▶ _Exercise objective_:
I would like each line of the data that holds the word "below" copied out.

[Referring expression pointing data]
_____

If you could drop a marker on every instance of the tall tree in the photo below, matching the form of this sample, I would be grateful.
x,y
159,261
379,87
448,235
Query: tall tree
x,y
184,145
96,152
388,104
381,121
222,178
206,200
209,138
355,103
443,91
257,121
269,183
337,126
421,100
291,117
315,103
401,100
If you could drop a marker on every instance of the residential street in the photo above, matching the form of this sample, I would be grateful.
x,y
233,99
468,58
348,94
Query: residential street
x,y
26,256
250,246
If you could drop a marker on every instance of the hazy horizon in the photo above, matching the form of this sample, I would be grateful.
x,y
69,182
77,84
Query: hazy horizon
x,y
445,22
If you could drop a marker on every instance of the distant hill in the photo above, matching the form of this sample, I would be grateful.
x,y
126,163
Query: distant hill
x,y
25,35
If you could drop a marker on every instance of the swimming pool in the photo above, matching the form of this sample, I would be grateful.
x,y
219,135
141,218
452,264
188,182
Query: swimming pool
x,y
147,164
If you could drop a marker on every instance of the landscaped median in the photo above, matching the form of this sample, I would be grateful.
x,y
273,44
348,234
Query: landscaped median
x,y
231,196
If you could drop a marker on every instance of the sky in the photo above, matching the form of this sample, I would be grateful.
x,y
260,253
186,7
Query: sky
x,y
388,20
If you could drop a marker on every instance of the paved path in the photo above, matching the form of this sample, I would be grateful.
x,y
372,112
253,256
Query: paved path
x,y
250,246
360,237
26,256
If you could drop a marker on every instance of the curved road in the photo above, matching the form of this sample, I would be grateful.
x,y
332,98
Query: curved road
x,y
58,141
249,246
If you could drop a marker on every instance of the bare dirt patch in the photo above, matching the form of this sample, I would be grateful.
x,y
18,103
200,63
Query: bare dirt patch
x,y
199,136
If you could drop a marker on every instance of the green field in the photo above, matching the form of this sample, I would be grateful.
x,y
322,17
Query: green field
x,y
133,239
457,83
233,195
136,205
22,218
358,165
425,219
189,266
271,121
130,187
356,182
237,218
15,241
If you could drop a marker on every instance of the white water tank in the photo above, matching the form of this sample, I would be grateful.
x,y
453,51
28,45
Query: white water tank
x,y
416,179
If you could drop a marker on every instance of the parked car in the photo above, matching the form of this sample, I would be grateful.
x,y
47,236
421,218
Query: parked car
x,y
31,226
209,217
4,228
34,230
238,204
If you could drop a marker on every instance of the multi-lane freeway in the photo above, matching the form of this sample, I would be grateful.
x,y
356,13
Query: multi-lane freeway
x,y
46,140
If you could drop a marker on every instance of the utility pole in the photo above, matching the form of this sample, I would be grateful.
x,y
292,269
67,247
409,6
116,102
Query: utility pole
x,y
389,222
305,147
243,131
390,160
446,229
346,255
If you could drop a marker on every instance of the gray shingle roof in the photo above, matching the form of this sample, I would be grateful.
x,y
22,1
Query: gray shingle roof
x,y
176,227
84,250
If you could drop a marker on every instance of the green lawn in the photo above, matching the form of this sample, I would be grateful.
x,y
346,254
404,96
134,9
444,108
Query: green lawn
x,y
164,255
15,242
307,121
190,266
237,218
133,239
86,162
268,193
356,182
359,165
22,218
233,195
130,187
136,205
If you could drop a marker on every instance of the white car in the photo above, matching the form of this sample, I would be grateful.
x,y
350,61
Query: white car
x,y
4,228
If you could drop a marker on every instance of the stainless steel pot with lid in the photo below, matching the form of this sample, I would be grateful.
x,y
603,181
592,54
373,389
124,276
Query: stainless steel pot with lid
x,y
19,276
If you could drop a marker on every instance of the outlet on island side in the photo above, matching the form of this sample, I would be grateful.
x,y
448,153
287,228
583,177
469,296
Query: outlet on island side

_____

▶ _Worked solution_:
If you could drop a marker on every instance of the tall tree in the photo below, matching the form of this sample, I would be grateful.
If you could drop a marker on every instance of the stainless steel pot with lid in the photo below, matching the form of this sample, I would be grateful.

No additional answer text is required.